STATED EXERCISE 1: Copy the forum thread on incremental PDTs from "Incremental PDT's - rebuild" up to and including "takes 5x longer.", and rename "customers" to "clients" everywhere it appears.
STATED EXERCISE 2: Extend the forum thread on incremental PDTs past its last sentence.

Question

Incremental PDT's - rebuild entire table nightly

  • 31 January 2022
  • 11 replies
  • 211 views

Hi All! Does anyone have thoughts on the following use-case for incremental PDT’s?

I have an incremental PDT that refreshes every 30 minutes with an increment_offset of 5 days. Is it possible to set a trigger so that this PDT rebuilds in its entirety once per day? (from the beginning of time, ignoring the increment offset - just like it did on the initial build).

The use case is that customers want to see very recent results during the day, but every night, there should be a ‘true-up’ for late arriving data - and it’s ok that this build takes 5x longer.


This topic has been closed for comments

11 replies

Userlevel 6
Badge

You could:

increment the pdt on the date loaded date rather than activity date so that it only appends new data (you can then cut it down to only 1 increment load rather than 5), you still include activity date for analysis in the pdt - this only works if you have additive measures across days.

 

or

 

delete pdt from database forcing looker to rebuilt in full.

@IanT Thanks for the response! I don’t think the first option would work because we have data that occasionally changes going back 10+ days - which is why we would want to do an entire rebuild every night.

The second option is interesting. The PDT in the database would need to have a stable name in order for it to be deleted. I could set up a script in Redshift to do the nightly delete. I wonder if it would have unintended effects on Looker if a PDT has simply disappeared from the database...

Userlevel 6
Badge

Does the data actually change or is it in event format and it comes in “late”?

 

You should test option 2 but I believe that it will rebuild the table the next time the 30 min trigger is hit and if any queries run it will fall back to the original explore (if an agg table) or it will rebuild the pdt and then run your analysis (so slow for first time IF before that 30 mins)

RECORD EXTRACTS:
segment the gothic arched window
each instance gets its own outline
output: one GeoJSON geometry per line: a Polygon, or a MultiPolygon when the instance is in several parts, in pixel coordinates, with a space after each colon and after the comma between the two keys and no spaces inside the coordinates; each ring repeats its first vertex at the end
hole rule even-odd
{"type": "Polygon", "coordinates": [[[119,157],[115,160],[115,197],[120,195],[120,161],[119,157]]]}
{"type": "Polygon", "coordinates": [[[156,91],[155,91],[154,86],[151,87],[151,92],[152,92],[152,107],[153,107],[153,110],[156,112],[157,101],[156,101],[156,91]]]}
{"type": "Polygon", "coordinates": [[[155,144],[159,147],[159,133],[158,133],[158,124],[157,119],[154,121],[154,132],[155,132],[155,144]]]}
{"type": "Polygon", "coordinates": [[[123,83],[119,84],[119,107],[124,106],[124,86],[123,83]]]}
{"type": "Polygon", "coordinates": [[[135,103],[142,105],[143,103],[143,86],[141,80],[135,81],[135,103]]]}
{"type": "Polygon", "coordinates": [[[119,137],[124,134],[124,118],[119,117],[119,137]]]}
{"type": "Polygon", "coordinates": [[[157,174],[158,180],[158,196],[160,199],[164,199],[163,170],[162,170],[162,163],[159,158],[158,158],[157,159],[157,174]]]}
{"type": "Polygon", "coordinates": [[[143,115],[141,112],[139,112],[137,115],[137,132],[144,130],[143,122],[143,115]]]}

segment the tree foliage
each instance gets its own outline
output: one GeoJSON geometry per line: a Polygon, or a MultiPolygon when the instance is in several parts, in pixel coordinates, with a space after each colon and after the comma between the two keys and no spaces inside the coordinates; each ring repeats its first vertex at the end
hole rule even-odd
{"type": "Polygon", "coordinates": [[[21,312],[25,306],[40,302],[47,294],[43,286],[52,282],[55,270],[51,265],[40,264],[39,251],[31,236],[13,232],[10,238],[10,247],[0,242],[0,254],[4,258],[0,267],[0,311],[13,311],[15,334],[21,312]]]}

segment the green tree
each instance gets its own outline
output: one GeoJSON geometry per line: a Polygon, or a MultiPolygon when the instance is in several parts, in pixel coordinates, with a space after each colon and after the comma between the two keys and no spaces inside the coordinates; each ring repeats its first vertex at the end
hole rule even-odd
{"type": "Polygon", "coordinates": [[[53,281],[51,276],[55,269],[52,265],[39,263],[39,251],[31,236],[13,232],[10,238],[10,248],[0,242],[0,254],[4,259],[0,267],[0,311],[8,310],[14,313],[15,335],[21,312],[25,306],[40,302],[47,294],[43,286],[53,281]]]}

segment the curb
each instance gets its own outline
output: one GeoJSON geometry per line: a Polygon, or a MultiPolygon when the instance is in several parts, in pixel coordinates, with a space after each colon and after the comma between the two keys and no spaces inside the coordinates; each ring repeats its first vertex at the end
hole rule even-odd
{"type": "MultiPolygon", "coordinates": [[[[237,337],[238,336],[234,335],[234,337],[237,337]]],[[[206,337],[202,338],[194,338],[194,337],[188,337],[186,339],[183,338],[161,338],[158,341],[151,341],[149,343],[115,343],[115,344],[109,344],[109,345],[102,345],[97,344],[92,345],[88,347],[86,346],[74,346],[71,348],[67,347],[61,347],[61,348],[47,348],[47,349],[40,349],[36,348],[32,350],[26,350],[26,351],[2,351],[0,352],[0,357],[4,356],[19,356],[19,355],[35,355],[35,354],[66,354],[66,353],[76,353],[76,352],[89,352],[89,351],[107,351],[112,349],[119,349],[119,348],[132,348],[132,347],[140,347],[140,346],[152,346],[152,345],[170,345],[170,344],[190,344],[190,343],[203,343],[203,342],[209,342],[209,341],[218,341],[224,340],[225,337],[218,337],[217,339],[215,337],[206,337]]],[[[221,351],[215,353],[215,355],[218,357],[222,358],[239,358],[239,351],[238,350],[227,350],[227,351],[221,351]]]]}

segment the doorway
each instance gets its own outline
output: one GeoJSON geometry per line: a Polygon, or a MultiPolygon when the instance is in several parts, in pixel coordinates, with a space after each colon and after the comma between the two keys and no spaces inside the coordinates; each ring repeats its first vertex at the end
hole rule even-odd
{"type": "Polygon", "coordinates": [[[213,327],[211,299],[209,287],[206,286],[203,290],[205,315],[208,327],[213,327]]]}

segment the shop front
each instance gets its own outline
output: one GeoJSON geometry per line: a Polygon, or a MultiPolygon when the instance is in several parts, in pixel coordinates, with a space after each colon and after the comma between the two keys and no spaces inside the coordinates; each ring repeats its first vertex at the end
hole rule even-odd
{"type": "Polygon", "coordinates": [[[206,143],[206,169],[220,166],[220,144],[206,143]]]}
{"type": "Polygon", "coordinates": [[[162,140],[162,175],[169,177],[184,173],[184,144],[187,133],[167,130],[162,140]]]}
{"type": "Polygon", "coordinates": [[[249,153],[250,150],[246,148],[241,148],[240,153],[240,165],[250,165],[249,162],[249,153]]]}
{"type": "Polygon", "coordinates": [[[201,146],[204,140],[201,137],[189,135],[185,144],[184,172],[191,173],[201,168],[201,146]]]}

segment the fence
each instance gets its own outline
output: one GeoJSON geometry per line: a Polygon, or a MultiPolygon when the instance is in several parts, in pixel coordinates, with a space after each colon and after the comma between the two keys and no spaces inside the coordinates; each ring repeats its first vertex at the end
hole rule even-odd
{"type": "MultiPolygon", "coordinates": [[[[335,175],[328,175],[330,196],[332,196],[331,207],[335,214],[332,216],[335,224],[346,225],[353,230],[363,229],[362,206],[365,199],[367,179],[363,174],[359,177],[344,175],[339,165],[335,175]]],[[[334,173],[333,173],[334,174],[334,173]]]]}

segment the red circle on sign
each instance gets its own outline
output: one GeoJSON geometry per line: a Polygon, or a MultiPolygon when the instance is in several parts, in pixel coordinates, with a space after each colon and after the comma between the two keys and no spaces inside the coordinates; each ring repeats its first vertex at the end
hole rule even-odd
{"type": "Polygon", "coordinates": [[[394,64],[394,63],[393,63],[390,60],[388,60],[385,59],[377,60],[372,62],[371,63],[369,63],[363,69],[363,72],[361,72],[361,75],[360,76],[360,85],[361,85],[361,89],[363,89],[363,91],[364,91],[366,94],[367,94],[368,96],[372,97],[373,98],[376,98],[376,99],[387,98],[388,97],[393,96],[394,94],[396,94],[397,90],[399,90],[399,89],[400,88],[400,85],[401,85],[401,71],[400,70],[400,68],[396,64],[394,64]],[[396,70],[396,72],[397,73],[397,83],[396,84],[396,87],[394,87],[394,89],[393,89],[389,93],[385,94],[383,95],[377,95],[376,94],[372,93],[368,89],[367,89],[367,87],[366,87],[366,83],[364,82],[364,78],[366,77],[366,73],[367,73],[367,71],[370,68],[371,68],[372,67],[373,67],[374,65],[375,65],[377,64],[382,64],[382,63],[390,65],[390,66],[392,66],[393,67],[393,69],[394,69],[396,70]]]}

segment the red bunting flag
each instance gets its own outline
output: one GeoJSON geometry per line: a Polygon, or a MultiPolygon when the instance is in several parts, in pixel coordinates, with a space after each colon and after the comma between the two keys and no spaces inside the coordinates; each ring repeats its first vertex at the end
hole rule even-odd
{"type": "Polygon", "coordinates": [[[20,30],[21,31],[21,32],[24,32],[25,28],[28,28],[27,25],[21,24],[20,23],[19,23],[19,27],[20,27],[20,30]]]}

EXERCISE OUTPUT 1:
Incremental PDT's - rebuild entire table nightly

  • 31 January 2022
  • 11 replies
  • 211 views

Hi All! Does anyone have thoughts on the following use-case for incremental PDT’s?

I have an incremental PDT that refreshes every 30 minutes with an increment_offset of 5 days. Is it possible to set a trigger so that this PDT rebuilds in its entirety once per day? (from the beginning of time, ignoring the increment offset - just like it did on the initial build).

The use case is that clients want to see very recent results during the day, but every night, there should be a ‘true-up’ for late arriving data - and it’s ok that this build takes 5x longer.

EXERCISE OUTPUT 2:
The underlying data would change. For example a ‘location name’ could be changed by a client, and this should be applied to all data. I’ll test option 2 - will update the thread with results!

Userlevel 4

Good catch DataChico

I would also like to see a function to recreate the PDT from time to time.

The current solution is fine, but as described here, the current solution is not good enough if you have historical changes.
We currently refresh once a weekend (Manual process where we add "an 1 = 1" to the datagrup, or comment it out again.
This leads to a complete refresh...
Only a workaround and not a solution...

 

 

@moebe Thanks for sharing your previous post - looks like you’ve spent quite a bit of time with this problem. I wonder if there is any automated way to add the 1 = 1 into the datagroup? There may be a way to do it using the API, but again, a workaround and not a real solution. This should be added to the product roadmap for Looker...

I have an issue where i had a bug with my data source and i will need to rebuild the whole incremental PDT and not finding a way to do that without changing the query, push to production and changing it back and push to production again (which i will do since i don’t find a better way, or i can change the offset for the day where the bug happened (which in my case is one month ago so still better than rebuild the whole thing) but we face a similar issue and we were thinking in a different approach:

issue: some columns in our data source may change e.g.: is_customer_alive boolean :) 

we can have an update_time on the row that can be used as the incremental key but would that duplicate the object? → I actually don’t know and haven’t tried yet

solution considered → have incremental for the whole table except the column that can change. that column would be in a new view that can be incremental on update_time just with a foreign key and the value needed. Then a sanity check to see how looker is appending the data so if it duplicates the the foreign key, we made another query on that so we make the fk unique (if needed) and that might need a full PDT without incremental or maybe don’t need a PDT at all, depending on the size of your data an how do you use it. 

We are about todo those changes/test so can’t confirm if it is a good solution but hopefully can help you there.

just to add to an info, we could rebuilt the full PDT by adding a space to the query…. but couldn’t figure how to full rebuild a view that has incremental PDTs without doing a Pull request

Would it be possible to split the table in two?

The archive table would rebuild completely each night, with a live (derived) table pulling in only records updated in the current day. A subsequent derived_table could be written to pull only the latest record for the primary key across the two “feeder” tables.

This eliminates incremental scheduling, however depending on the volume/structure/db it could slow things down.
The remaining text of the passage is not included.